Extrait à lire
---*---

Sa famille dit qu’ils avaient constaté une amélioration de sa santé mentale, car il avait commencé à voir des amis et à voyager. Mais ses sœurs aînées, Masha et Mia, disent que même s’il allait beaucoup mieux, il restait vulnérable lorsqu’il a mis fin à ses jours.
« Même si les personnes utilisant ce forum ont des difficultés, dit Masha, personne ne connaissait suffisamment mon frère pour prendre des décisions concernant sa vie. »
Mia, qui a échangé des messages avec les modérateurs du site, décrit celui-ci comme une « chambre d’écho » qui peut « pousser les gens à bout ».
« Il y a presque certainement un processus de manipulation en cours », dit-elle.
La BBC a passé des années à enquêter sur le forum en ligne dont Vlad était membre. Il compte désormais plus de 50 000 membres dans le monde entier et la famille de Vlad souhaite qu’il soit supprimé ou bloqué.
Par coïncidence, Vlad avait commandé du poison à un vendeur ukrainien nommé Leonid Zakutenko, juste avant que la BBC ne le dénonce.
Mais Vlad n’a pas avalé ce poison. Le produit chimique qu’il a finalement ingéré avait été commandé en Pologne et avait été mal étiqueté, peut-être pour passer la douane.
Après sa mort, la famille a lu tous les messages et échanges de Vlad sur le forum et décrit comment les choses semblent s’être « progressivement intensifiées ».
La mère de Vlad, Anna, dit : « Ensuite, vous avez des discussions privées et vous êtes conduit sur le chemin de la mort. N’importe qui peut tomber dessus. Un enfant peut tomber dessus. Il n’y a aucun contrôle. »

---*---

Données fournies

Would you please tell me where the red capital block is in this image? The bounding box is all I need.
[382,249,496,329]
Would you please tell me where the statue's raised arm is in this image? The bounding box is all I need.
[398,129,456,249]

---*---

Travail à faire
1. Indiquez si chacune des affirmations suivantes concorde avec l'extrait à lire, par oui ou par non, en citant les mots décisifs de l'extrait : (a) le forum compte plus de 50 000 membres ; (b) la famille de Vlad souhaite que le forum reste en ligne ; (c) Mia a échangé des messages avec les modérateurs du site.
2. Dressez la liste de toutes les personnes désignées par leur nom dans l'extrait à lire.
Les lignes ne sont d'aucune utilité ici.

Résultats obtenus
1.
(a) Oui : « Il compte désormais plus de 50 000 membres dans le monde entier ».
(b) Non : « la famille de Vlad souhaite qu’il soit supprimé ou bloqué ».
(c) Oui : « Mia, qui a échangé des messages avec les modérateurs du site ».

2.
- Vlad
- Masha
- Mia
- Leonid Zakutenko
- Anna